==== Excerpted records ====

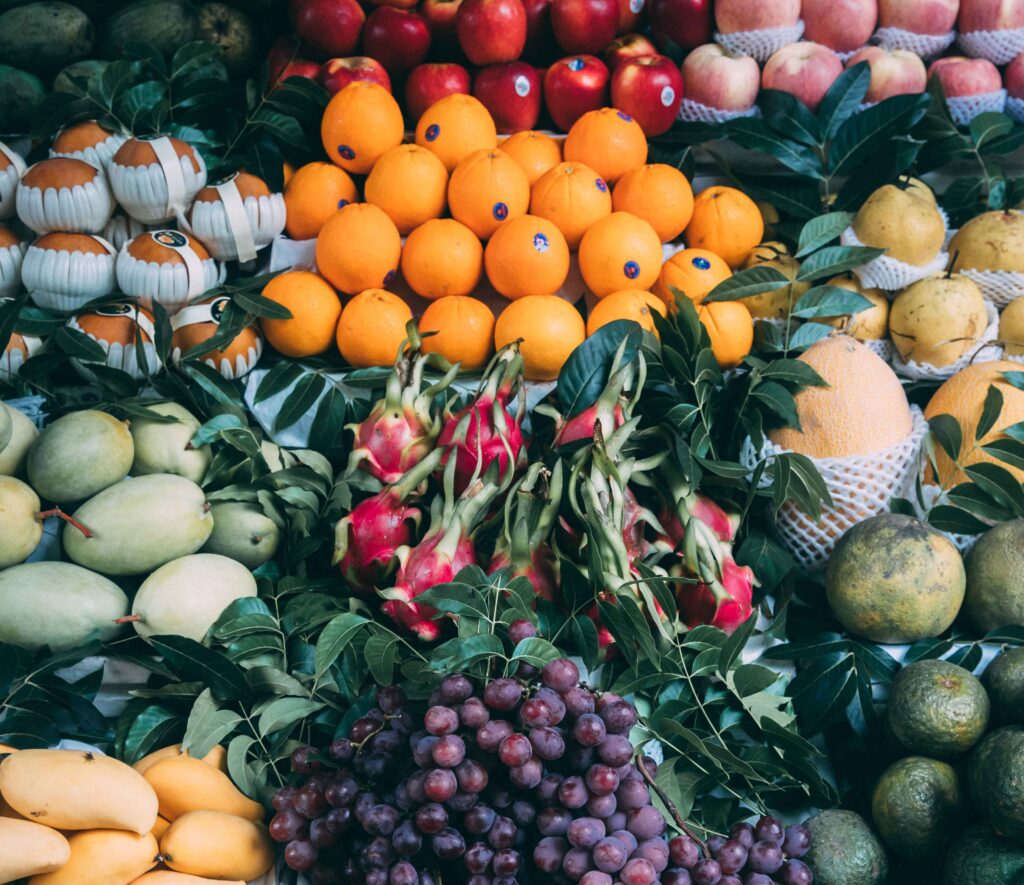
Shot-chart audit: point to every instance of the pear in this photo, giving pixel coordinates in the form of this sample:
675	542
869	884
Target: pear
992	241
937	320
244	533
908	227
80	455
164	447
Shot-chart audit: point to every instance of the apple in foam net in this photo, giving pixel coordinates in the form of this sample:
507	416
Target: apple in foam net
717	78
804	70
841	25
894	72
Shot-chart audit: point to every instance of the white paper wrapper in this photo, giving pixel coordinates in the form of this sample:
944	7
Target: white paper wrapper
888	274
65	281
982	350
82	209
999	47
761	43
860	487
925	45
98	155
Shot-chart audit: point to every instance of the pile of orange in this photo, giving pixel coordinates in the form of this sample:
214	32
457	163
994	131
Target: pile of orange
540	221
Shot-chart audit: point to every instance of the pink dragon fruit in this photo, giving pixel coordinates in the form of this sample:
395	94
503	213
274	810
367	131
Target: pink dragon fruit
484	432
366	540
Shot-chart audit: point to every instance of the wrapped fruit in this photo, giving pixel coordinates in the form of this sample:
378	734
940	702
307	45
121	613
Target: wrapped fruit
116	328
61	194
237	217
88	141
157	177
166	266
199	323
66	271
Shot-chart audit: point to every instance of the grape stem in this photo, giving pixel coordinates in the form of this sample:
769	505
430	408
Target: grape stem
673	810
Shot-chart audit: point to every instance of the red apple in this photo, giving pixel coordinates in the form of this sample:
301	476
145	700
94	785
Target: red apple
685	23
512	93
585	26
398	39
430	83
626	47
574	85
492	31
338	73
649	89
329	27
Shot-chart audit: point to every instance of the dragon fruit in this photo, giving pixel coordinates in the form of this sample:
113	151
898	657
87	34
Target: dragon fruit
366	540
484	432
402	427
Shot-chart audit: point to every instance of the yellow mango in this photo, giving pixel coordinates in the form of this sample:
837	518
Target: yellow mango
28	849
103	857
217	845
78	790
183	785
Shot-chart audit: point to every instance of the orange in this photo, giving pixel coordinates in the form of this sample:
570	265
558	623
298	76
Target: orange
527	256
573	197
312	195
465	330
730	328
487	187
456	126
535	152
550	330
358	248
727	222
410	183
658	194
359	124
372	328
620	251
635	304
442	257
314	307
692	271
609	141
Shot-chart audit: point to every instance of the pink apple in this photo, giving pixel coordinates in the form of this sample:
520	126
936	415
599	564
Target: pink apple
919	16
735	15
685	23
585	26
492	31
574	85
718	79
512	93
399	39
961	76
429	83
804	70
626	47
990	15
338	73
329	27
840	25
649	89
894	72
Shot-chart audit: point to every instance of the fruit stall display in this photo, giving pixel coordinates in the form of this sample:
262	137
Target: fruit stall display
572	440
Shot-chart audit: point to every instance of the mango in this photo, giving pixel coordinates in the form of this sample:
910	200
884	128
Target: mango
217	845
163	447
77	790
103	857
29	849
184	785
80	455
57	604
138	524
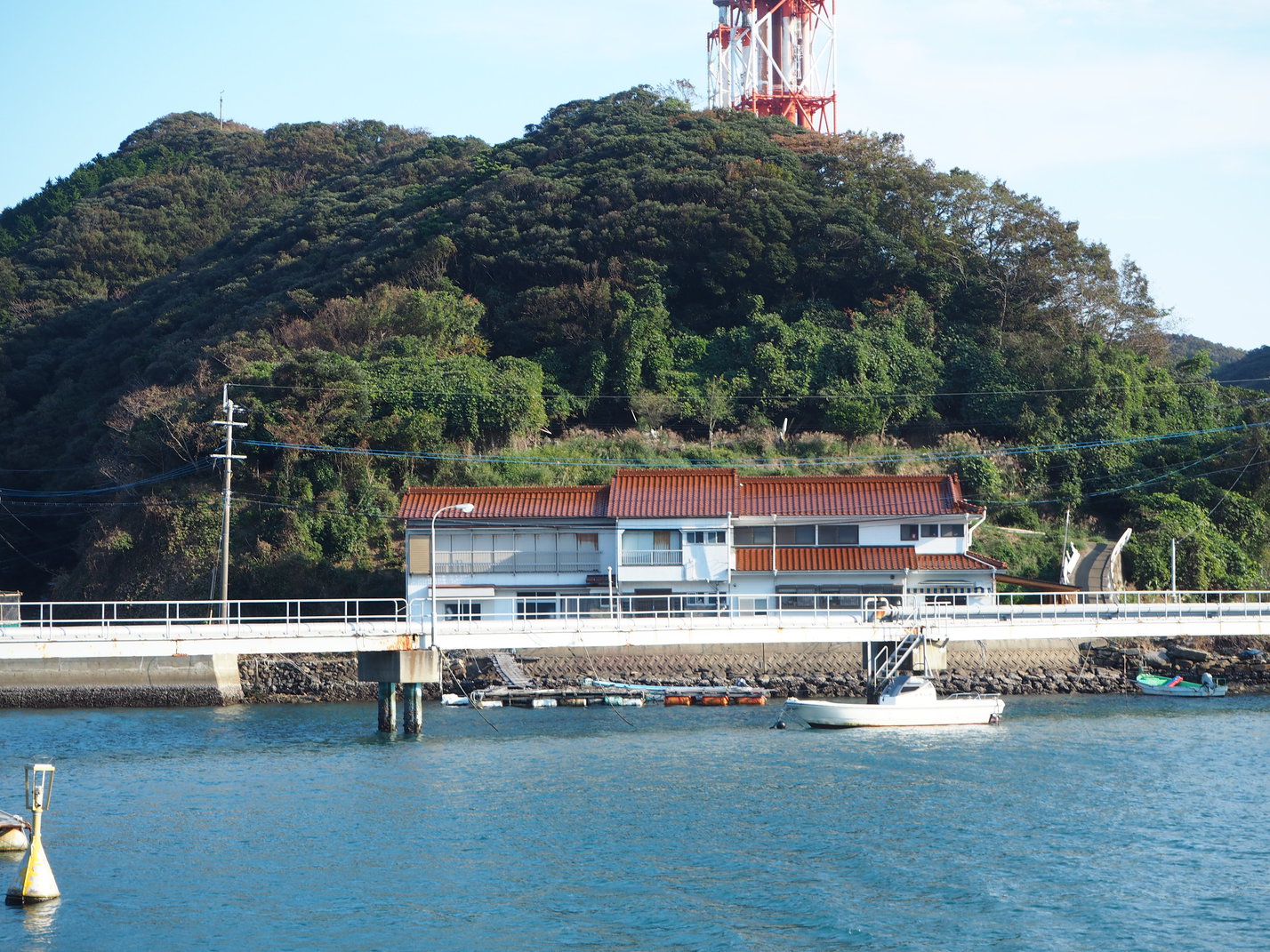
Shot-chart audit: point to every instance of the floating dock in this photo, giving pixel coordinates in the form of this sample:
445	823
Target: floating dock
597	693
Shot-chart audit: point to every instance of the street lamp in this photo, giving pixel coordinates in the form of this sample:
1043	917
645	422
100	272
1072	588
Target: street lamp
466	508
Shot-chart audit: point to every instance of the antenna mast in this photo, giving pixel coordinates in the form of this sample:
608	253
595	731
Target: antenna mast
226	494
776	57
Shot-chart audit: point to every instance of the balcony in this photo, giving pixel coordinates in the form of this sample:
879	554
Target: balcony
653	556
517	564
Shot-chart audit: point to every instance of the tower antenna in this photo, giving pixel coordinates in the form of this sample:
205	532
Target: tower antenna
228	456
776	57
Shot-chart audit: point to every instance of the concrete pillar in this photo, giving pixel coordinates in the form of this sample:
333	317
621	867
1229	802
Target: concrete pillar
412	669
388	708
412	721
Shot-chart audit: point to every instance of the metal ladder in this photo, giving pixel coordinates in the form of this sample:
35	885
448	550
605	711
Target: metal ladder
887	663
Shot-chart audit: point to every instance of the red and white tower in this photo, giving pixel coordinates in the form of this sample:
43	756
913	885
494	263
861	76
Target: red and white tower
776	57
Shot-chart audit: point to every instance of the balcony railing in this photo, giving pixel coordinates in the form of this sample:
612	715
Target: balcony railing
516	565
655	556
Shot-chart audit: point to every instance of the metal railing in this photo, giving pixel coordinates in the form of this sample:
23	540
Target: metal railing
653	556
116	617
839	614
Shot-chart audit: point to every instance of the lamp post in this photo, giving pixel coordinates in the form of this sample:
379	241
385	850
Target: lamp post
466	508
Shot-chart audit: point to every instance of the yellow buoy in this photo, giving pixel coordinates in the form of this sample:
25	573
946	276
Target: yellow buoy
35	883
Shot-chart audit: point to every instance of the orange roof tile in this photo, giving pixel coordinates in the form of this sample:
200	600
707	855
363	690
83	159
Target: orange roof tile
507	501
705	492
661	492
852	559
854	495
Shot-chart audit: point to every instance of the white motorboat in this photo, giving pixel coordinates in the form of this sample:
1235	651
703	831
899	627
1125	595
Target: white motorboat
1207	685
12	833
905	700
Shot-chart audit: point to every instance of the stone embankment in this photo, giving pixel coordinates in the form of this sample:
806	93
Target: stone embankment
821	670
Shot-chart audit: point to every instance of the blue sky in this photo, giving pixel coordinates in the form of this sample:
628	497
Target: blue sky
1145	121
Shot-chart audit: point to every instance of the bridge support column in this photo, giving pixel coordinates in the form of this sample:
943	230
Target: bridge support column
388	708
412	723
412	670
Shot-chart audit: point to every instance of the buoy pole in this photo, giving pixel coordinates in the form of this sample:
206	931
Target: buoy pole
35	883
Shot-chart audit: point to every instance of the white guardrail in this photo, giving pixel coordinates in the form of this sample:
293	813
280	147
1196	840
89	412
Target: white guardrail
124	628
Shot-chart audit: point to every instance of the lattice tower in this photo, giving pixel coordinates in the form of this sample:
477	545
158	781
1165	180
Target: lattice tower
776	57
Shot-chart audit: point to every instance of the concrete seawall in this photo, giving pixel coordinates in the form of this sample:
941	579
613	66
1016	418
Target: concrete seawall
187	681
827	669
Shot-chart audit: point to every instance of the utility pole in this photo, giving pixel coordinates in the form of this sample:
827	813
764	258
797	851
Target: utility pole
226	494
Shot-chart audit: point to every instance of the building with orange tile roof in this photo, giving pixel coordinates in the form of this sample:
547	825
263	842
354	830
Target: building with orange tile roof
691	541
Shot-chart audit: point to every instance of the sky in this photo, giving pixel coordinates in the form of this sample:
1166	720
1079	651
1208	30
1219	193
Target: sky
1145	121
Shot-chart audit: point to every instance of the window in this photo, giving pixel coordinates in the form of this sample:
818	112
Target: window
932	531
795	534
462	611
535	604
652	548
752	536
839	534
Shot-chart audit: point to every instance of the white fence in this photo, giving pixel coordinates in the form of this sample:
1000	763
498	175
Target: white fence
165	628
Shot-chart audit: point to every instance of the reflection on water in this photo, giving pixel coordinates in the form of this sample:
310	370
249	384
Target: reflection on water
1077	824
37	923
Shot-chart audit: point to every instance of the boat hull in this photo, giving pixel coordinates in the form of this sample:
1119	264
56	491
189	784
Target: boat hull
1163	687
855	714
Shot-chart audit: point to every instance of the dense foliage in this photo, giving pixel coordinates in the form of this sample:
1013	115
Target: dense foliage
629	281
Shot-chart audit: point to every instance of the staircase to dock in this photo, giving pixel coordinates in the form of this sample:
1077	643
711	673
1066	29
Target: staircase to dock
508	670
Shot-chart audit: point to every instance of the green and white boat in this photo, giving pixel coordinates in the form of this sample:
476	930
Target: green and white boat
1174	685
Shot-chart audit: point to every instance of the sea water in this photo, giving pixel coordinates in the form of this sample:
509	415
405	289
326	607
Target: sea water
1079	823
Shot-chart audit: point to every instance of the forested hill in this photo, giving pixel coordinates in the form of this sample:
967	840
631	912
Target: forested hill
629	281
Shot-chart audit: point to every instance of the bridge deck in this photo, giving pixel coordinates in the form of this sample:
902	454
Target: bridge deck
172	628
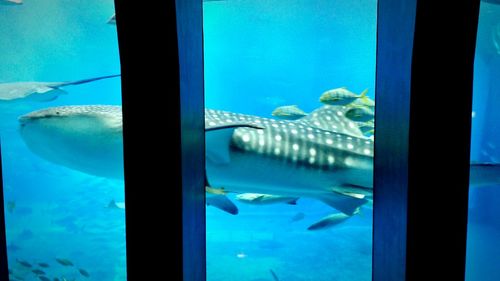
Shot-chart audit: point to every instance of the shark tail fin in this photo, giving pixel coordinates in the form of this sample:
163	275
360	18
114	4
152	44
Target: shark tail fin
346	204
223	203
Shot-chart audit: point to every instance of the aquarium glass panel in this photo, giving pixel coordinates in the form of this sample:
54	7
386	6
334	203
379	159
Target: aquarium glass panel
289	96
61	136
483	234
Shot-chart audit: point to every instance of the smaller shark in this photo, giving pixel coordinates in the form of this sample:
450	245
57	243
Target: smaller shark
39	91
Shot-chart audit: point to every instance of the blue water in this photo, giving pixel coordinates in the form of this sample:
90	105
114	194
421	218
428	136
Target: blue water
483	236
263	54
60	213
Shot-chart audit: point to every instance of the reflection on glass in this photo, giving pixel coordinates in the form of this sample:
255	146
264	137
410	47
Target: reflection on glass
61	134
483	243
289	139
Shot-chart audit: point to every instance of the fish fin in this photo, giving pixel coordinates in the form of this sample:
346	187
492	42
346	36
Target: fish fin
218	138
332	118
223	203
344	203
215	190
42	89
83	81
217	142
330	221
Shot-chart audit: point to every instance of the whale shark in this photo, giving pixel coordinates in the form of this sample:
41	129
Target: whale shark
84	138
322	156
39	91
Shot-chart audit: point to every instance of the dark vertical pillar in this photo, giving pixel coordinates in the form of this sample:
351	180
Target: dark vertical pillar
147	37
440	122
190	34
4	266
425	55
396	23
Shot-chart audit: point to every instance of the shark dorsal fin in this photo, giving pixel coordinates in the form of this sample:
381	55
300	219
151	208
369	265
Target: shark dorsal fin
219	129
331	118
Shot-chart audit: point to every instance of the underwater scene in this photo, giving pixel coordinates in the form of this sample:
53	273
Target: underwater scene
483	233
289	97
61	140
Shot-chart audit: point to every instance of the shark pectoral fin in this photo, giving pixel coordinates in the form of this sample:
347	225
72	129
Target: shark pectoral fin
42	89
222	202
347	204
217	145
218	138
329	221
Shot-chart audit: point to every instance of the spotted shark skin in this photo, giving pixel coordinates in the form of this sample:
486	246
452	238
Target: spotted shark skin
322	156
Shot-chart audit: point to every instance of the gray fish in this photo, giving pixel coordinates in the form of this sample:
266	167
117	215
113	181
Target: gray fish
288	112
360	114
64	262
83	272
329	221
38	91
84	138
221	202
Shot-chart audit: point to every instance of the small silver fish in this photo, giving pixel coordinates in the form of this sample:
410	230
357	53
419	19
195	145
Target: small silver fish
367	128
360	114
262	199
340	96
275	277
64	262
289	112
38	271
365	101
329	221
297	217
84	272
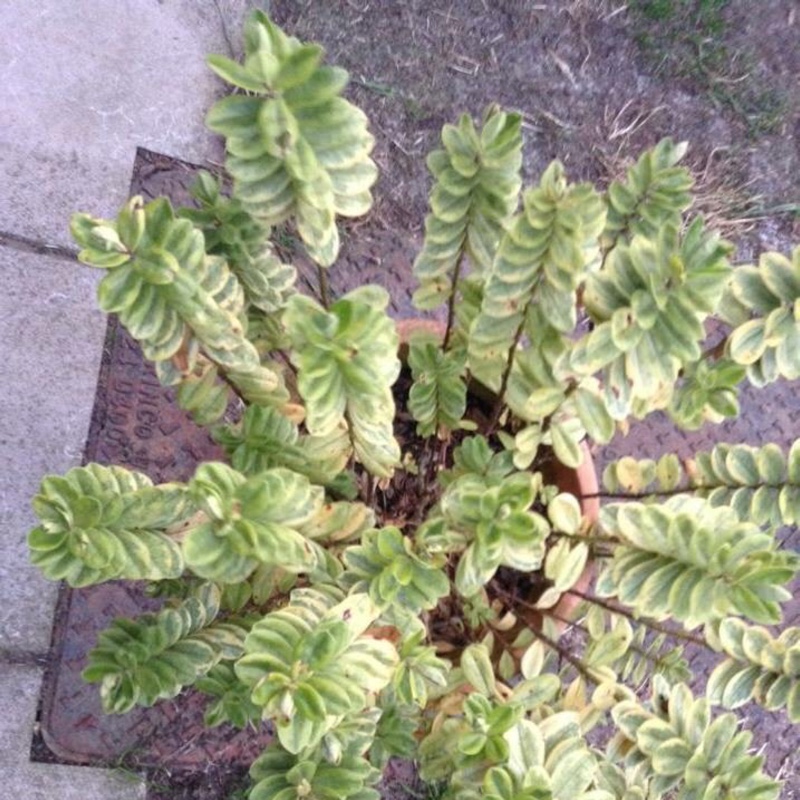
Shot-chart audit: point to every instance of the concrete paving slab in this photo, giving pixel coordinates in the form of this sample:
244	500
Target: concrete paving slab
52	336
83	84
19	690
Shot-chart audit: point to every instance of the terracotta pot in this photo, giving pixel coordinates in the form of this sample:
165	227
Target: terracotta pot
581	482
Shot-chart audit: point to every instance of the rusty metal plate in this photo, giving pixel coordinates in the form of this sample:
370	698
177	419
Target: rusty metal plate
136	424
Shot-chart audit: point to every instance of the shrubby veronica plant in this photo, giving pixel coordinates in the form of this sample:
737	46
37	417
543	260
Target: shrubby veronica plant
377	582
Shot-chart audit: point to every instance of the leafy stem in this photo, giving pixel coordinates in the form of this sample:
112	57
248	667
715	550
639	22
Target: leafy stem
451	303
324	290
648	623
497	410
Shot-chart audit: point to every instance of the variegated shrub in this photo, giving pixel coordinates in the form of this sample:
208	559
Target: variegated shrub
379	582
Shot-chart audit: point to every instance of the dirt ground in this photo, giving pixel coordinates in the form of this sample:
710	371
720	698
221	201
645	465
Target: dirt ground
597	81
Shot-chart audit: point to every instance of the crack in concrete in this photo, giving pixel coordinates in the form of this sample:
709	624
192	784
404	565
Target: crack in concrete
28	245
23	658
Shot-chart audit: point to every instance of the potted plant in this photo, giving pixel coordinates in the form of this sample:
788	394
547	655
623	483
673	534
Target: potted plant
389	563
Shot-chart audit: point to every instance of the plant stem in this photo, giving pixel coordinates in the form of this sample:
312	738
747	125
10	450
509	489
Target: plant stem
451	303
551	643
231	385
324	291
646	654
498	403
579	666
648	623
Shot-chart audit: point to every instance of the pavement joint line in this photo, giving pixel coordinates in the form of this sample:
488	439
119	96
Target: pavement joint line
29	245
24	658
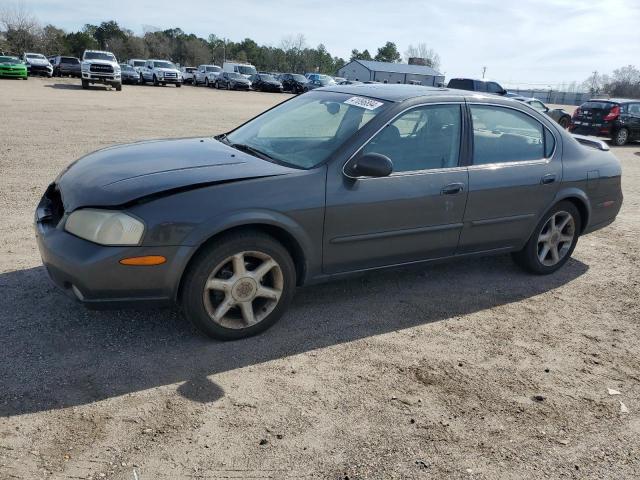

====

Exercise requirements: Reproduce the records word for word, beginning with the line that contains "Shot-chart audit: point to every instance of the dirt" and continuing through the end of the records. Omit the pictures.

Solution to the exercise:
Shot-chart audit: point to every instance of the dirt ground in this photo, giving pixel coordinates in the form of this sample:
710	371
720	698
221	201
645	465
Target: dirt ground
597	81
Shot-chart audit: point to every instance of the crack in concrete in this photo, giving pixel coordinates in the form of this sample:
709	624
192	784
404	565
Target: crack in concrete
28	245
23	658
Shot-chart audit: point to every instance of the potted plant in this photo, giving pixel coordinates in the form of this sample:
788	394
547	655
623	483
673	534
Target: potted plant
389	563
Shot-chart audit: point to every instance of the plant stem in this photo, giving pixel coordinates in the form of this sample:
312	738
747	125
10	450
509	489
Target: plant stem
451	303
551	643
231	385
324	291
646	654
498	403
579	666
648	623
Shot-chart audit: point to every instance of the pavement joint line in this photo, giving pixel coordinates in the form of this sample:
488	439
119	96
Target: pavement joint line
29	245
24	658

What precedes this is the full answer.